## EXERCISE A
Please translate this sentence from the article on Lombard's village president vote below into Spanish: "Trustees approved the plan to split the remainder of Mueller's term 6-0, breaking the gridlock of 3-3 ties that lasted more than a month."
## EXERCISE B
Carry the article on Lombard's village president vote forward from its last sentence.

[TEXT UNDER STUDY Boundary: Start]

Lombard's opposing blocs of trustees voted Tuesday night to split the remainder of the late Village President William J. “Bill” Mueller's term, with one member from each faction serving as acting village president for 3½ months.

Trustee Peter Breen will serve as acting president until Jan. 16, 2013. Trustee Bill Ware will fill the role from Jan. 17, 2013, to May 2, 2013, when the person next elected by the public will be sworn in as village president.

The agreement hinges on commitments from Breen and Ware that each will not exercise his legal right to name himself village president permanently.

Trustees approved the plan to split the remainder of Mueller's term 6-0, breaking the gridlock of 3-3 ties that lasted more than a month.

“I'm not crazy about this decision because it looks like there are still two sides. I don't think there are. I think this one decision has divided us,” said Trustee Zachary Wilson, who supported splitting the term anyway because “it seems to be the best compromise to move forward.”

Trustees first removed Wilson and Keith Giagnorio from consideration because they plan to run for village president in April. Each group of trustees then struck one name from the other group.

Breen was left standing from the group including Breen, Wilson and Trustee Laura Fitzpatrick. Ware was the remaining choice from the bloc including Ware, Giagnorio and Trustee Greg Gron.

“There should be no declaration of winners or losers with this compromise,” Giagnorio said. “It's fair for both sides.”

In the same 6-0 vote, the board struck two sections from Lombard's village code, removing the procedure that made the senior standing trustee automatically president pro tem during a temporary absence or illness of the village president. That procedure had Gron serving as president pro tem while Mueller was hospitalized, but the succession plan stopped when Mueller died Aug. 18.

[TEXT UNDER STUDY Boundary: End]
[DATA FOR REVIEW Boundary: Start]

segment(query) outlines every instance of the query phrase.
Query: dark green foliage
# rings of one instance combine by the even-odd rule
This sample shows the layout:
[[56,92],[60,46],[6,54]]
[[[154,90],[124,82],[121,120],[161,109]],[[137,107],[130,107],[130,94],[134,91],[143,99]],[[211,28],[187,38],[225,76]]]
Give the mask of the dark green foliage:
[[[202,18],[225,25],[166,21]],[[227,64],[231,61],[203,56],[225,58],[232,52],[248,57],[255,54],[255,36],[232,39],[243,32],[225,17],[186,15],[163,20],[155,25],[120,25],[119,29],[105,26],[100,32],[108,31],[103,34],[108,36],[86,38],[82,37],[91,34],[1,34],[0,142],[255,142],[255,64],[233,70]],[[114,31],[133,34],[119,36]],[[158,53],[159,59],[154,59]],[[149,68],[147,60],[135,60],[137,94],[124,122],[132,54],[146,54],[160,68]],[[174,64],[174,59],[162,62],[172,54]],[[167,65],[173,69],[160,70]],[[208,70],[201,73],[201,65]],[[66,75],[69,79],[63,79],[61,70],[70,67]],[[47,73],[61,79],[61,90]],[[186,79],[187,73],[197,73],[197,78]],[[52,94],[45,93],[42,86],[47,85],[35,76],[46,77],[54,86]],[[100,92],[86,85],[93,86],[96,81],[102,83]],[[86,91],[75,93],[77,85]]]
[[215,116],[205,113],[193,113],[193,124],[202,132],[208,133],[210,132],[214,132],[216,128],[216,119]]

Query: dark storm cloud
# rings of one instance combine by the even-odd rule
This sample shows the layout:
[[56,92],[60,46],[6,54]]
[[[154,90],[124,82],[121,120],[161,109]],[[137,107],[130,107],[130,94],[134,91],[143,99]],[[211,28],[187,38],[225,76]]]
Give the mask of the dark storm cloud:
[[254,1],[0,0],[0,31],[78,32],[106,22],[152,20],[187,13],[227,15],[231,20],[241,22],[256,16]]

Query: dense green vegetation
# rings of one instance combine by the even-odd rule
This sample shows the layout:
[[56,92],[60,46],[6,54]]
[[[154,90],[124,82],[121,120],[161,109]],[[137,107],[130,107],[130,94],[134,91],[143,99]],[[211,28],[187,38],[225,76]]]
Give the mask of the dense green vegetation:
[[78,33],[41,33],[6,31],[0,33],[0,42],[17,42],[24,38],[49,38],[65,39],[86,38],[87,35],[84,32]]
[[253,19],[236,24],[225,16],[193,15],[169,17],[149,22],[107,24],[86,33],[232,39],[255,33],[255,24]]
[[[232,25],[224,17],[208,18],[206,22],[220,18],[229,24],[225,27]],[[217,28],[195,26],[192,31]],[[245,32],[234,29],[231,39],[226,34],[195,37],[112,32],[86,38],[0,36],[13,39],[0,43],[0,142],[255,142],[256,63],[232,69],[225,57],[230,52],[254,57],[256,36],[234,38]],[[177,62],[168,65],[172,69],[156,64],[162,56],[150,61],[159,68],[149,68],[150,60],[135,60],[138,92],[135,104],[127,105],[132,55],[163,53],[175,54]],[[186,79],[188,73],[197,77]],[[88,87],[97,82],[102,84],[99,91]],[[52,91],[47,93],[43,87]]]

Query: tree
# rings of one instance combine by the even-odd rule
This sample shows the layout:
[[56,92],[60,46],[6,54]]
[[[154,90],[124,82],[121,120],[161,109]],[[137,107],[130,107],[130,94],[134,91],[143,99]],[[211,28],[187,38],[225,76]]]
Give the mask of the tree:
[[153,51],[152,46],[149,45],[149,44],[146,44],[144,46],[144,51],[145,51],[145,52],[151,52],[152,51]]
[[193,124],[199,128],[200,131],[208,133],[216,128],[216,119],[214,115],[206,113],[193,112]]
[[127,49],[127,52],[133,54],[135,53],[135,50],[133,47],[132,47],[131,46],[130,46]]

[DATA FOR REVIEW Boundary: End]

## OUTPUT A
Los miembros de la junta aprobaron por 6 votos a 0 el plan de dividir el resto del mandato de Mueller, con lo que rompieron el estancamiento de empates 3-3 que se había prolongado durante más de un mes.

## OUTPUT B
Breen said he, Wilson and Fitzpatrick wanted to create a succession plan by which the board would vote every two years on who should be president pro tem when the elected leader is temporarily unable. But trustees could not come to consensus, he said, as even agreeing on the split of the acting president term was a challenge.

“This process was not pretty, nor was it clean, but it was transparent in that you got to see the deliberation,” Breen said.

He and Fitzpatrick expressed disappointment over a move they say made reaching a decision even more difficult — the decision of Gron, Giagnorio and Ware to walk out of the last village board meeting, preventing any action from being taken.

“I will commit to staying here and working out every single battle we have,” said Fitzpatrick, who called the walkout “unprofessional and unethical.”

“I'll do my best to achieve consensus for good policy at every turn.”

Trustees approved new leadership in a meeting that lasted about 35 minutes in front of about 30 people.

“I do believe the board is acting in the best interests of the village to move forward,” Ware said as the board recessed briefly before moving to executive session to discuss several pieces of business. “We do have a government to run and we will now be able to run it.”